Material to process >>
──────────────────────────────
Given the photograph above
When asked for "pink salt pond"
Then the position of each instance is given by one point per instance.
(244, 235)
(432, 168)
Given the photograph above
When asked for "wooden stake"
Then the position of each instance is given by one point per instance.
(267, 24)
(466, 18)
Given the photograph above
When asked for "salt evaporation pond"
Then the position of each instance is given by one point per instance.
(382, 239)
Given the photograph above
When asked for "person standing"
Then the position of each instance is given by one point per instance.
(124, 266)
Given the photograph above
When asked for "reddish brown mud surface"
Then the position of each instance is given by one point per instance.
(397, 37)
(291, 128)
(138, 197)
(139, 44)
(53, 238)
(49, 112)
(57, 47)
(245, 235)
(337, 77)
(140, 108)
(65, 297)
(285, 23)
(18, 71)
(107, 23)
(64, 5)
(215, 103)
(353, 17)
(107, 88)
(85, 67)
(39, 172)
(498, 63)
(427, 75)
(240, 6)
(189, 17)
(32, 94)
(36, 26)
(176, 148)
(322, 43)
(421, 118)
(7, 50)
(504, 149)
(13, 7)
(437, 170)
──────────────────────────────
Task objective >> The full listing has to be duplicated exactly.

Task response >>
Given the photograph above
When asked for "pink salt pond"
Then the position of each instance is given by one point per instance.
(244, 235)
(432, 168)
Given the photograph above
When asked for "wooden stake"
Then the position of each instance is given by one point per instance.
(267, 24)
(466, 18)
Given the photograph above
When asked for "salt evaporation pond"
Then the position of each instance is given by one point per instance.
(382, 239)
Given the photograph above
When asked for "person standing"
Then the position of each instance is given by one point per instance.
(124, 266)
Given the photograph above
When asked for "reddish brown mud surface"
Then the position of each instance is given by one point per instance.
(397, 37)
(291, 128)
(138, 197)
(139, 44)
(53, 238)
(49, 112)
(57, 47)
(245, 235)
(337, 77)
(140, 108)
(65, 297)
(285, 23)
(18, 71)
(107, 23)
(64, 5)
(215, 103)
(353, 17)
(107, 88)
(85, 67)
(39, 172)
(498, 63)
(427, 75)
(240, 6)
(189, 17)
(32, 94)
(36, 26)
(176, 148)
(322, 43)
(421, 118)
(7, 50)
(504, 149)
(13, 7)
(437, 170)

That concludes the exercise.